### Exercise directions
Pull out every line of the records that contains the string "donkey", and copy each one. Case counts.

---

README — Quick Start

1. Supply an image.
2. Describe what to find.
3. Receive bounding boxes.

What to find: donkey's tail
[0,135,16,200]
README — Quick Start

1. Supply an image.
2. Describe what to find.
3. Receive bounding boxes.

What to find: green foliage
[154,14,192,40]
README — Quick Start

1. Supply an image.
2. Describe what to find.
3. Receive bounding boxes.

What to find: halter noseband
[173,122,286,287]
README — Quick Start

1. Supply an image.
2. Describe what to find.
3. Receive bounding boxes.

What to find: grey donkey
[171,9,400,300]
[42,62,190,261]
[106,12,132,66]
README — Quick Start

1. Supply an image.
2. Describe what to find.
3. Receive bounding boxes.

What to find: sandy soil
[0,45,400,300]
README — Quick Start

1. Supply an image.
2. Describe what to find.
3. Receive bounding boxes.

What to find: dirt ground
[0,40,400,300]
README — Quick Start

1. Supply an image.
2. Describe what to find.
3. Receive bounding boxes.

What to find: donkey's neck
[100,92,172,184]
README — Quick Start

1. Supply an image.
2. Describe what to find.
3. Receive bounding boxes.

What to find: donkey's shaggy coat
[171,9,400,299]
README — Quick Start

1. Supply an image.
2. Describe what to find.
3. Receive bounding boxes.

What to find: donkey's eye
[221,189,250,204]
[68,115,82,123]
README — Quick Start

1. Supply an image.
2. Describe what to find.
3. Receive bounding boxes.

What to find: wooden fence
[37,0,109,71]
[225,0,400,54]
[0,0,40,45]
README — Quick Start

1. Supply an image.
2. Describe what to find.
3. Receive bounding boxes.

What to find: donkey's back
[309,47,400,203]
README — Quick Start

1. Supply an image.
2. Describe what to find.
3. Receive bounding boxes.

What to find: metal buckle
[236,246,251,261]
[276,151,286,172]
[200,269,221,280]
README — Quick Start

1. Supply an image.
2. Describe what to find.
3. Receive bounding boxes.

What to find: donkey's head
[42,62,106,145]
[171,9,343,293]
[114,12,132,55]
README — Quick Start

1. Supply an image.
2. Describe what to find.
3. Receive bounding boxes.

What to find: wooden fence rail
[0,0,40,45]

---

### Written answer
What to find: donkey's tail
What to find: grey donkey
What to find: donkey's neck
What to find: donkey's shaggy coat
What to find: donkey's eye
What to find: donkey's back
What to find: donkey's head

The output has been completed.